- **TEXTO SELECCIONADO**:
Después de un año de confinamientos, desescaladas y rostros ocultos, todas y todos seguimos dando vueltas en una montaña rusa que hace que incluso no nos reconozcamos. Vivir en una especie de bucle que se repite, como en aquella película del día de la marmota, ha ido empequeñeciendo nuestras miradas. Nos ha vuelto con frecuencia huraños, poco empáticos, incluso irascibles. Como si dentro de nosotros habitara un polvorín y bastara una cerilla para provocar un incendio. Los miedos y la inseguridad, y supongo que también el dolor que supone reconocer nuestra vulnerabilidad nos ha hecho presa fácil de la ira. No hace falta más que asomarse a determinadas redes sociales para comprobar cómo la chispa salta con la menor palabra. En lugar de tender puentes desde nuestras soledades nos hemos ido atrincherando.

- **DATOS DEL EJERCICIO**:

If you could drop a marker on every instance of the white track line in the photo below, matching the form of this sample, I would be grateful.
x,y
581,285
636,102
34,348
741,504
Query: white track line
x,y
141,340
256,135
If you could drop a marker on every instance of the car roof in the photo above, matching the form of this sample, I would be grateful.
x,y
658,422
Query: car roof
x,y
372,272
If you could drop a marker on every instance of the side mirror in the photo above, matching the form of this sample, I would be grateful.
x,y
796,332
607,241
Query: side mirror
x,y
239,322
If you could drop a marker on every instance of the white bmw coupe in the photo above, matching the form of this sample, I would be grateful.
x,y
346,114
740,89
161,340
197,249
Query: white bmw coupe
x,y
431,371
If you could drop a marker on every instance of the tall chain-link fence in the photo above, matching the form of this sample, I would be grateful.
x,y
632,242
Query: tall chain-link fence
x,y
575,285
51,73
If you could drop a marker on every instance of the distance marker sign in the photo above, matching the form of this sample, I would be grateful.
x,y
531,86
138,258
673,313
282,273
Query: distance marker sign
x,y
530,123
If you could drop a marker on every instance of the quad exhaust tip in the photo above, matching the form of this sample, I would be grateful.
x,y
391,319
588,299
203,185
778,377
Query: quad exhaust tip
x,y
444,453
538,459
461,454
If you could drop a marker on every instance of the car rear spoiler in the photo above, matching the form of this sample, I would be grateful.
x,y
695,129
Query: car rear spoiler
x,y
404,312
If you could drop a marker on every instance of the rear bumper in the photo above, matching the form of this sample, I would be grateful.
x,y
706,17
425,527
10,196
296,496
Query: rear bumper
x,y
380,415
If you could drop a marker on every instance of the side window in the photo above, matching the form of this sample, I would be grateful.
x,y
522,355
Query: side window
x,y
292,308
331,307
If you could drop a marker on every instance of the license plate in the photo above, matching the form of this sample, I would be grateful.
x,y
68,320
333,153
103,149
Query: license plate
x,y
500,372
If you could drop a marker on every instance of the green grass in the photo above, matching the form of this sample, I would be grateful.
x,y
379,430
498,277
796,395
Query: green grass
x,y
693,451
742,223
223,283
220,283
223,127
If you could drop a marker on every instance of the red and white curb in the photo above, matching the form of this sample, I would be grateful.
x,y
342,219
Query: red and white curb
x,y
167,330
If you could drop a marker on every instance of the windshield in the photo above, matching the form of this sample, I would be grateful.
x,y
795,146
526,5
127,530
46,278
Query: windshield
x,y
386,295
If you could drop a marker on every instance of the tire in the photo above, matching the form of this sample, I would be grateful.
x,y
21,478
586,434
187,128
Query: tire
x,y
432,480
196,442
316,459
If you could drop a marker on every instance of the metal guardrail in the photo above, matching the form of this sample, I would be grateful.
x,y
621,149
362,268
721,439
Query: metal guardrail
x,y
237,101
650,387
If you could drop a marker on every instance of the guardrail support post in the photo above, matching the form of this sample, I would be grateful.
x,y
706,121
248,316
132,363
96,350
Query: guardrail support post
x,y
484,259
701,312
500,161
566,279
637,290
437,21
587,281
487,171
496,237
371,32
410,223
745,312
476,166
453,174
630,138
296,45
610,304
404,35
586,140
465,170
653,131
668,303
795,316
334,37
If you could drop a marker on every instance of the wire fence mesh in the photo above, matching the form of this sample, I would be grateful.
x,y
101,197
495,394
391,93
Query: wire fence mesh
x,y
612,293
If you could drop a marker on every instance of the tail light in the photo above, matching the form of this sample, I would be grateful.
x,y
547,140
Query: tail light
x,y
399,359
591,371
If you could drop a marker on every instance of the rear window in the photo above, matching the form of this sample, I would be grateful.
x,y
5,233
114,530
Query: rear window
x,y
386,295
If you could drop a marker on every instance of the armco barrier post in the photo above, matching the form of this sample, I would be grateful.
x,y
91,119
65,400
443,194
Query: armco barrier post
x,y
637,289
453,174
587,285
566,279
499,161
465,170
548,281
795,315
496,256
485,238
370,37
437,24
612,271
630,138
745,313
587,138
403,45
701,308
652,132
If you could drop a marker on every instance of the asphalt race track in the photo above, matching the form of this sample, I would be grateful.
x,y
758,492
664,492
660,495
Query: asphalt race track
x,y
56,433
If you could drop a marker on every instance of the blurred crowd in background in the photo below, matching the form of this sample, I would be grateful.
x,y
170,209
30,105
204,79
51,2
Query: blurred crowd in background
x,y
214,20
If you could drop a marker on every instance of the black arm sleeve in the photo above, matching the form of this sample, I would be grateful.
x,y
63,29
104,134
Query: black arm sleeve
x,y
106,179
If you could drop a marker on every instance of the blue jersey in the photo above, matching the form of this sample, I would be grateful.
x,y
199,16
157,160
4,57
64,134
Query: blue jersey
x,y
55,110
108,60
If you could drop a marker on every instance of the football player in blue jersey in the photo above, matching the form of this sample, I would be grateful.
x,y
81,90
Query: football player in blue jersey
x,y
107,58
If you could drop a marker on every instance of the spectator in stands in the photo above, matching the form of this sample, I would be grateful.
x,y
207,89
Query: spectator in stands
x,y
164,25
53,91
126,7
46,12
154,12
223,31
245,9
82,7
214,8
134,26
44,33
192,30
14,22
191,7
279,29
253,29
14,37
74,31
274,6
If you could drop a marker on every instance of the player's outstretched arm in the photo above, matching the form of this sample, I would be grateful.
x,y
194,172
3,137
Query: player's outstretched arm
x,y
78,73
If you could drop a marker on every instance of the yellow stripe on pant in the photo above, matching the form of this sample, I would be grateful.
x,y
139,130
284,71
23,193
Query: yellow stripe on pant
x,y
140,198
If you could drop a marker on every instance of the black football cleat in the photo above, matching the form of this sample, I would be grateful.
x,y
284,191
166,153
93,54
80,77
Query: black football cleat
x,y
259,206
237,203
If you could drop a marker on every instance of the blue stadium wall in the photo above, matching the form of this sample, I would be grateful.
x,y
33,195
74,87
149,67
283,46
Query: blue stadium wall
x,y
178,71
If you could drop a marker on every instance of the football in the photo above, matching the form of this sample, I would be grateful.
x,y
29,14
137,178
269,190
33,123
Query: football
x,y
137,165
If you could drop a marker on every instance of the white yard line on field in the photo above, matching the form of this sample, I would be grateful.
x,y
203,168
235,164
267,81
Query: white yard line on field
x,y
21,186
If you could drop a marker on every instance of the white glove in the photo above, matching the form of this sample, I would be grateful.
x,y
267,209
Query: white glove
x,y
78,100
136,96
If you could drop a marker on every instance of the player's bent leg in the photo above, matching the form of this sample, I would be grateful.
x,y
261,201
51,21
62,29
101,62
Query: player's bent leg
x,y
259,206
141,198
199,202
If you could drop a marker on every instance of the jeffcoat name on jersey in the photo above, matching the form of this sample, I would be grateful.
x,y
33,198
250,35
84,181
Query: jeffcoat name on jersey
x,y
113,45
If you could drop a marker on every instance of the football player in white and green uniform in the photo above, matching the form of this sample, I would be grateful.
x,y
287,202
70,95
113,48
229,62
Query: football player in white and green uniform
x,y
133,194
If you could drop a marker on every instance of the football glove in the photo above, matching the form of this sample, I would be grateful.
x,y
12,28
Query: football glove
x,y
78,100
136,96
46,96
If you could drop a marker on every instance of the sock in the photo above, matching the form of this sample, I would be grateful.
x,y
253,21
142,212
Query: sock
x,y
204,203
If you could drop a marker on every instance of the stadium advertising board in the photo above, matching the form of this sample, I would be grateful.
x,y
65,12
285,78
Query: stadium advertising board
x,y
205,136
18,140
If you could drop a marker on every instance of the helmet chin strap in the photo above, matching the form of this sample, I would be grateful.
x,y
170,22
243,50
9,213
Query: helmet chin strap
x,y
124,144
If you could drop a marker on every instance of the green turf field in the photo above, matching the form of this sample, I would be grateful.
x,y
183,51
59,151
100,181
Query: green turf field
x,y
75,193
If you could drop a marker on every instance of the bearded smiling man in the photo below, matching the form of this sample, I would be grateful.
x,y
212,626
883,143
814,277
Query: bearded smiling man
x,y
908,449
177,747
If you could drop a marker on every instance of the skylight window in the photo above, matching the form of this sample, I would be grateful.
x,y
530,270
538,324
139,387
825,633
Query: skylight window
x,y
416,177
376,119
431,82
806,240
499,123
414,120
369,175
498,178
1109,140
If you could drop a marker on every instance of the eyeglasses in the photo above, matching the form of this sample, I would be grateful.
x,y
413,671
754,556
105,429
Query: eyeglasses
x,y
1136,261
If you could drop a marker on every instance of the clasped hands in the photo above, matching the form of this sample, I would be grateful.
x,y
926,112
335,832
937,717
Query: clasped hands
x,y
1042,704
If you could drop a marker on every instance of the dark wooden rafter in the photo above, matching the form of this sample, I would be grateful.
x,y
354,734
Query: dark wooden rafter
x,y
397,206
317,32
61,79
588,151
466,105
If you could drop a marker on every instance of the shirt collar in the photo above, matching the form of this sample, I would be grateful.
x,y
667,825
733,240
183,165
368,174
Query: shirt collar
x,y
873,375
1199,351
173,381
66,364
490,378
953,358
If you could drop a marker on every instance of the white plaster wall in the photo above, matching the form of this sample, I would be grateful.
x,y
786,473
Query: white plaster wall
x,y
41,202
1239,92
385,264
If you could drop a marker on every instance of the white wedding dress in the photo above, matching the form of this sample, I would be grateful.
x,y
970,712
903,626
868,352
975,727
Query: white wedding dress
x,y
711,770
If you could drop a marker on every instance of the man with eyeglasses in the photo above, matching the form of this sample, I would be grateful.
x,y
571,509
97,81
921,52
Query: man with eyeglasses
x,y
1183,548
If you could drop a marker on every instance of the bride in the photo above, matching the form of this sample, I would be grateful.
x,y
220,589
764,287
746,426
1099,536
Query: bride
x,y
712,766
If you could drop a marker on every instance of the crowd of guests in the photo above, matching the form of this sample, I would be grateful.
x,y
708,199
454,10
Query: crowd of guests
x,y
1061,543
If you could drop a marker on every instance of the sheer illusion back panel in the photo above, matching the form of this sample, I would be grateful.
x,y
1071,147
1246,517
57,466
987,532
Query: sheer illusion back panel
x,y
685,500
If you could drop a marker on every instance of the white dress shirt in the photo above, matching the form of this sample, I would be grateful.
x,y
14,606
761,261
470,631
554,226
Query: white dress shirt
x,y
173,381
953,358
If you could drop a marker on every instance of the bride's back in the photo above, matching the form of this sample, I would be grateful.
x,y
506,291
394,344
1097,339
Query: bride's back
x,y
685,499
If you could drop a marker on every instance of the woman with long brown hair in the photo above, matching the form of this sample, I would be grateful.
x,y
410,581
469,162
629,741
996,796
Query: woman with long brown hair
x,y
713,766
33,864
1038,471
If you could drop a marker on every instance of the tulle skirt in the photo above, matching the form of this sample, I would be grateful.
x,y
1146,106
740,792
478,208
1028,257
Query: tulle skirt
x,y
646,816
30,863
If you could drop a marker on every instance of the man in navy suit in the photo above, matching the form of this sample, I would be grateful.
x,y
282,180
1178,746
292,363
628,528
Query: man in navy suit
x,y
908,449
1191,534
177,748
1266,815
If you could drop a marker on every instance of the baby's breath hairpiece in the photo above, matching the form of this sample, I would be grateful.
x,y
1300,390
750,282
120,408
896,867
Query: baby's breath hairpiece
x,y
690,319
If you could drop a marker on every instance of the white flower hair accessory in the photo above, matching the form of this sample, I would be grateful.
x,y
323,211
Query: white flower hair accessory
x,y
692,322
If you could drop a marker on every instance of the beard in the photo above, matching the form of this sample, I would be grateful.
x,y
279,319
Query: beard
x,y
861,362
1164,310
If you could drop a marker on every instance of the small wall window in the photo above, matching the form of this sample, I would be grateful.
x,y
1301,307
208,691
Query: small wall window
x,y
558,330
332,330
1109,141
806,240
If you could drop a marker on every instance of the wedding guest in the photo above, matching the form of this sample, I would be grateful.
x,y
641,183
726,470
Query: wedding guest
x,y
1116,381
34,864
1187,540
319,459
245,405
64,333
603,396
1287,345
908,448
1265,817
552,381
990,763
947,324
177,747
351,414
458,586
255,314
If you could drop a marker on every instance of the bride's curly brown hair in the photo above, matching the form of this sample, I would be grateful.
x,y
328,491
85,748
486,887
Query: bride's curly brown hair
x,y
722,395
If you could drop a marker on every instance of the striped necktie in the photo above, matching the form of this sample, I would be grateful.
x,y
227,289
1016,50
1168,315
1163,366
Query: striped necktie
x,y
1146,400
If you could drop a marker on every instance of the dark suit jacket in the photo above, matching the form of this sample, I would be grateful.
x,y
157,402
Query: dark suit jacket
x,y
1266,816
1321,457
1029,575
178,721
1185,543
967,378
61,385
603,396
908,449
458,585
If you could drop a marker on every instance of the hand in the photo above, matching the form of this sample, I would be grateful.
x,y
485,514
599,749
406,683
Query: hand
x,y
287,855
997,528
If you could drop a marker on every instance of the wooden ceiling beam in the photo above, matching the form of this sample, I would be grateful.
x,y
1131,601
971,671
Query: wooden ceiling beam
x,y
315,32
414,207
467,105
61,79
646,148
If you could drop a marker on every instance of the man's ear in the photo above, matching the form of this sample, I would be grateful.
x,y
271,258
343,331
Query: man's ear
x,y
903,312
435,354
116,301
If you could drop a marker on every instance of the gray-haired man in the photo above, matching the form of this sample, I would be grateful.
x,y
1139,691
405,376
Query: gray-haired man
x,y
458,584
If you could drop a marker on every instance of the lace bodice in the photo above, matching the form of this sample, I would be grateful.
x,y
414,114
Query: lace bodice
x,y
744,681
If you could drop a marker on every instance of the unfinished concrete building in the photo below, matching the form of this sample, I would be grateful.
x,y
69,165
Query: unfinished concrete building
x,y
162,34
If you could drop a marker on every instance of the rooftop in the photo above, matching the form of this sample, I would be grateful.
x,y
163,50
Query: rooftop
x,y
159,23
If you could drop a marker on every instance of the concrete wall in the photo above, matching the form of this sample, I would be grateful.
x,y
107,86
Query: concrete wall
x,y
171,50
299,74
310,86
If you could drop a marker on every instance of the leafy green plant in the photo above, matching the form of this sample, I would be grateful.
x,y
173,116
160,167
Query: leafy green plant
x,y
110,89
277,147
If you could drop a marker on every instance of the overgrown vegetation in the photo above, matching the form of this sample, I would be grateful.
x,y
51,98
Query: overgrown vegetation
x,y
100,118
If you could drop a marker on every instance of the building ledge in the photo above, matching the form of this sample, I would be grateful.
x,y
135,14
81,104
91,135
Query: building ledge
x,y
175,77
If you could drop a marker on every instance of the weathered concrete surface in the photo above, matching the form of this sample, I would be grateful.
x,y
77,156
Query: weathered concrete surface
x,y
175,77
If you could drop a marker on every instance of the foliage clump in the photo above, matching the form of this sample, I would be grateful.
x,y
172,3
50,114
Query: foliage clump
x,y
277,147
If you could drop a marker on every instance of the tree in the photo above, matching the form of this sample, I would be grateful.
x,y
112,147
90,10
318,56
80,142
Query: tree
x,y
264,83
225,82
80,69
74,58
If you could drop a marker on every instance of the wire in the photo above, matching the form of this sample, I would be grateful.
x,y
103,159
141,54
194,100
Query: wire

- **EXPLORA EL MATERIAL**:
• A. Enumera los rasgos que, según el texto seleccionado, ha adquirido la gente al vivir en una especie de bucle que se repite.
• B. Explica, a partir del texto seleccionado, por qué nos hemos vuelto presa fácil de la ira.

- **SOLUCIONES POR TAREA**:
• A. Huraños, poco empáticos e irascibles.

• B. Nos han hecho presa fácil de la ira los miedos y la inseguridad. El texto supone que también ha influido el dolor que supone reconocer nuestra vulnerabilidad.